KUTIPAN TERPILIH

___

Kabar Muhammadiyah Jawa Barat

Muhammadiyah di Abad Kedua: Pembaruan Keilmuan dan Pemeliharaan Identitas Islam

Oleh : Ace Somantri

Dunia alam nyata pada umumnya dipandang oleh manusia penuh misteri, terutama sesuatu yang tidak muncul di permukaan atau belum terjadi. Ini termasuk kondisi kehidupan sosial kemasyarakatan manusia di berbagai belahan dunia, dengan berbagai suku, etnis, ras, kebangsaan, dan kelompok manusia yang hidup di atas muka bumi alam semesta. Sebagai makhluk sosial, manusia saling membutuhkan satu sama lain berdasarkan kebutuhan dan kepentingannya. Salah satu kebutuhan individu manusia adalah untuk berkelompok (berkoloni) karena kesamaan fisik jasadiyah, keagamaan ruhaniyah, dan juga dalam kesamaan kebutuhan dan kepentingan lainnya seperti tuntutan kepentingan sosial-politik, sosial-ekonomi, sosial hukum, dan agama. Dengan akumulasi kepentingan yang sama, maka lahirlah kelompok-kelompok masyarakat yang lebih besar, membentuk sebuah entitas sosial, bangsa, dan negara.

___

PETUNJUK LATIHAN
[1] Menurut kutipan tentang Muhammadiyah, apa yang disebut sebagai salah satu kebutuhan individu manusia?
[2] Lanjutkan kutipan tentang Muhammadiyah mulai setelah kalimat terakhir yang tercantum.
Baris-baris di bawah ini merupakan bahan tersendiri yang terpisah dari kutipan tentang Muhammadiyah.

BAHAN YANG DISEDIAKAN
___

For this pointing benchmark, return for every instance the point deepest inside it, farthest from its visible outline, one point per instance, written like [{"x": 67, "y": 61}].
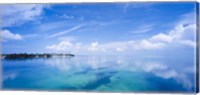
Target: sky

___

JAWABAN BERURUTAN
[1] Berkelompok (berkoloni).

[2]
Sejak lahirnya generasi manusia dari periode ke periode hingga membentuk kelompok manusia dalam satu teritorial yang dihuni, lama-kelamaan bermetamorfosa menjadi berbagai entitas sosial dan suku bangsa. Hukum alam semesta berlaku, bermula dari kepentingan dan tujuan masing-masing yang pada akhirnya membuat koloni dan aliansi untuk memenuhi kepentingan dan mencapai tujuan. Bahkan, demi mencapai hal tersebut, sifat-sifat kemanusiaan sering kali muncul, di mana perilaku keserakahan mendorong untuk berbuat tindakan di luar kaidah alam, sehingga terjadi saling berselisih dan berujung pada pertikaian fisik.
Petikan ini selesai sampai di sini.